Reproduce the entries below word for word, omitting the pictures.

Task data>
····················
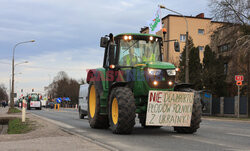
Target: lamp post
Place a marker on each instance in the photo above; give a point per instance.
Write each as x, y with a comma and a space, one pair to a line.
187, 51
13, 69
10, 84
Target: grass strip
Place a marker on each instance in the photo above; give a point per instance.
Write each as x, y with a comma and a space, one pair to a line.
16, 126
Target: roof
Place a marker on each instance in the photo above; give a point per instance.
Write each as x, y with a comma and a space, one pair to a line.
137, 34
195, 17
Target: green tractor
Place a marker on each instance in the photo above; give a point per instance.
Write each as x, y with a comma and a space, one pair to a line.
119, 91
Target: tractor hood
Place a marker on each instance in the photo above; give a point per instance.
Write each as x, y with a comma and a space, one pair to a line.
160, 65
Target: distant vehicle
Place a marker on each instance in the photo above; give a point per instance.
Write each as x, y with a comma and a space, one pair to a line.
43, 101
50, 105
34, 101
83, 106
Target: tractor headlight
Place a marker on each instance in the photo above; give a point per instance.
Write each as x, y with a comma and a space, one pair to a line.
154, 71
171, 72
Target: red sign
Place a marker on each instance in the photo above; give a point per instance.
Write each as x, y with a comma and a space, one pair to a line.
239, 78
239, 83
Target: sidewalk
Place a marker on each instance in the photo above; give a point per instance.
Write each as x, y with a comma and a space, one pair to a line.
234, 119
46, 136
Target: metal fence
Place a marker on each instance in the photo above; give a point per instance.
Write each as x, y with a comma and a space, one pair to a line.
228, 105
216, 106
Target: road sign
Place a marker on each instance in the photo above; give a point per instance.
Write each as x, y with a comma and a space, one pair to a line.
239, 78
239, 83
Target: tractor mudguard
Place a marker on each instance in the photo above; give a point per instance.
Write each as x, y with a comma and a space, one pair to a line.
119, 84
98, 82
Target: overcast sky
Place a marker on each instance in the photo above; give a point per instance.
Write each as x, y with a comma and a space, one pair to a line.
67, 34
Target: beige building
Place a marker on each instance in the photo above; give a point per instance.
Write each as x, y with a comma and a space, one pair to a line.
199, 28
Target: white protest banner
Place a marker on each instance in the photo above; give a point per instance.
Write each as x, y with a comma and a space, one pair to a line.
169, 108
155, 23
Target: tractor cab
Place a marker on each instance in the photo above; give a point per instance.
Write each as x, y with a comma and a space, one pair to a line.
135, 80
129, 49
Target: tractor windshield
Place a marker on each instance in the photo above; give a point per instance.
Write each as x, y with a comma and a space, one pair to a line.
138, 51
34, 97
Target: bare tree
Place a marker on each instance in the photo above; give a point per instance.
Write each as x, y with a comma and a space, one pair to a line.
233, 11
237, 12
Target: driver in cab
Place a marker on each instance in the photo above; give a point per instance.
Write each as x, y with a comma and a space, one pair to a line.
130, 59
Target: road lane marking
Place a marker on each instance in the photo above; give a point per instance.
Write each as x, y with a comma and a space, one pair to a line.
212, 143
55, 122
238, 134
74, 130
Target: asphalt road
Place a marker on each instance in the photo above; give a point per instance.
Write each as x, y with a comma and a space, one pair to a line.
212, 136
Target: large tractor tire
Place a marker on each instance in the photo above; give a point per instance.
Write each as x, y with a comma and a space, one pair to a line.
122, 110
95, 119
196, 114
142, 120
81, 116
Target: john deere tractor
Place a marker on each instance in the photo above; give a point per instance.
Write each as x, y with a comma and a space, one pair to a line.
133, 67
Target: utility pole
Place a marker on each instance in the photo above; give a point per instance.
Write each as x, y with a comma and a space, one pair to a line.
187, 59
13, 72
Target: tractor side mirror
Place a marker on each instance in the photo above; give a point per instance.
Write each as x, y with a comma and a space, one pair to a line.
103, 42
111, 53
176, 46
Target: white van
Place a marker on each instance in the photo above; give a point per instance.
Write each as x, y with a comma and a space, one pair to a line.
83, 98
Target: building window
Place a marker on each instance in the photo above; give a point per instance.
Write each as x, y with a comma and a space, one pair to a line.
201, 31
182, 37
201, 48
224, 48
225, 68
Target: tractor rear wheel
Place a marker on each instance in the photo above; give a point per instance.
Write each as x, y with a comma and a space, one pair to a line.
122, 110
196, 114
81, 116
95, 119
142, 120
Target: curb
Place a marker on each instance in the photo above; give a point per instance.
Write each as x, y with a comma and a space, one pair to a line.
91, 140
223, 119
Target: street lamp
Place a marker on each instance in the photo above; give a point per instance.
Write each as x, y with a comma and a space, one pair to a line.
21, 63
13, 69
187, 51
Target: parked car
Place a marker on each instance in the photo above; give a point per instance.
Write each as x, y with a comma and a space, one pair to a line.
83, 106
50, 105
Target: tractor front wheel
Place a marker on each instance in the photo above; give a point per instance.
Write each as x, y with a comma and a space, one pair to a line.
····················
Answer to this exercise>
Target: lamp post
Place a marker on each instance in the photo above; give a point per instance.
Write each as x, y with a comma and a space, one pair to a line.
187, 51
13, 69
10, 84
Target: grass strip
Place a marker on each instance in the photo above; give a point per instance.
Write each as x, y with a comma and a space, one pair to a line.
16, 126
Target: roof
Place a marker on each instance in the photo above; give a point per instance.
Write each as x, y with a comma and a space, one pair to a line.
137, 34
195, 17
Target: green tractor
Place a marker on each instance in the photo above; give a point per instance.
Write each as x, y with a comma and a space, one pair to a line.
119, 91
Target: tractor hood
Place a marker on each instance in the photo above; give a point per instance.
Write each as x, y with a comma and a space, one pair to a line.
160, 65
Target: distant vehicle
Place a marker on each instance in the photo above; give a point per instance.
Write each as x, y with a comma and a space, one pair to a line.
43, 101
50, 105
34, 101
83, 106
Target: tractor headlight
Place a marker on each instance in the photo above; give a point per instance.
Write each as x, y with a comma and a space, one pair to a line.
154, 71
171, 72
Target: red sign
Place a marker on each instance in the photo above; give a point per instance.
Write each as x, y with a comma and a space, one pair to a line.
239, 78
239, 83
Target: sidewalk
Place a marker on each instance in the photo above; give a point per instance.
Write each as x, y with a comma and a space, one pair to a line.
234, 119
46, 136
Target: metal fence
Place a marker on each instance in the photo above; give a point per instance.
Write each as x, y with a comma and a space, one pair to a line.
228, 105
216, 106
Target: road sign
Place a marker on each instance in the photo above; give a point per instance.
Write each as x, y with a comma and a space, one pair to a line.
239, 78
239, 83
Target: tractor mudguard
Place a marker on each instance in the photo above; give a point per instance.
Write each as x, y with a comma and a space, one pair to a line.
119, 84
98, 82
Target: overcast sky
Place a marker on each instance in the photo above; give a point per instance.
Write each as x, y with a comma and a space, one pair to a line.
67, 34
Target: beige building
Place a marker on each instance in the photo above; give a point per instance.
Write each as x, y with a comma and a space, one pair to a line.
199, 28
Target: white protest banner
Place a marker on each instance in the photo above; give a point per instance.
Write each as x, y with a comma and a space, one pair to a line.
169, 108
155, 23
Target: tractor cab
Place a marker on each instance in the photo above; give a point per instance.
Write each as x, y with a comma and a space, one pair to a line.
135, 80
129, 49
Target: tractor windshield
Place a marker on each instance in the photo above; give a point per instance.
Write each as x, y with a comma and a space, one pair to a line.
138, 51
34, 97
Target: bare tree
Place a marker on each instance in the photo above; give a point per instance.
Write each as x, y with a comma and a space, one pair to a line.
233, 11
237, 12
Target: driver in cab
Place a marker on each instance in the photo above; give a point per instance.
Write each as x, y with a comma and a space, one pair to a line.
130, 59
Target: road lane marking
Place a marker on each instance in the photo above; give a point per instance.
Write each as x, y with a comma and a space, one pair to a line.
212, 143
55, 122
238, 134
74, 130
Target: asphalt road
Place a marker on each instance in the photo above; give a point per instance.
Write each as x, y with a comma and a space, one pair to a line.
212, 136
Target: large tractor tire
Place a marker on each instance in the photo above; give a point per instance.
Write each as x, y with a comma and a space, one pair to a line.
122, 110
95, 119
196, 114
142, 120
81, 116
Target: john deere tractor
Place a marker on each instance in the photo above; give a point per instance.
Write each as x, y with a comma and a space, one pair to a line.
133, 67
Target: utility pole
Place a marker on each instance in the photo above; give a point per instance.
Write each as x, y with a comma and a space, one pair to a line.
187, 59
13, 72
Target: tractor side mirror
Place a marker on each instance in the photo above; give a point per instance.
Write each as x, y with a comma and a space, one pair to a line.
103, 42
111, 53
176, 46
Target: white van
Place a marker on each instance in the photo above; give a point per instance.
Write each as x, y with a comma and a space, one pair to a line.
83, 98
Target: building window
Place a marker on each instance in the photo above; give a point per instance.
Write each as x, y with a comma and a space, one pair to a line.
201, 31
182, 37
201, 48
224, 48
225, 68
Target: tractor rear wheel
Place a marker on each instance in the photo above; give a point per instance.
Write each as x, y with a comma and a space, one pair to a line.
122, 110
196, 114
81, 116
95, 119
142, 120
Target: curb
Place a marker on each instance in the photo above; give a point per instance.
Write each as x, y with a comma and a space, one pair to a line.
91, 140
223, 119
Target: street lamp
Place a marker on each instance in the photo above; give a point per instance.
Write each as x, y with a comma and a space, one pair to a line.
21, 63
13, 69
187, 51
Target: parked car
Place a marker on each instance in the photo above; give a point per instance.
Write each as x, y with a comma and a space, one pair to a line.
83, 106
50, 105
Target: tractor front wheel
Place a marker on each instance in the photo above; give a point per instance.
Write each as x, y with a comma and a space, one pair to a line.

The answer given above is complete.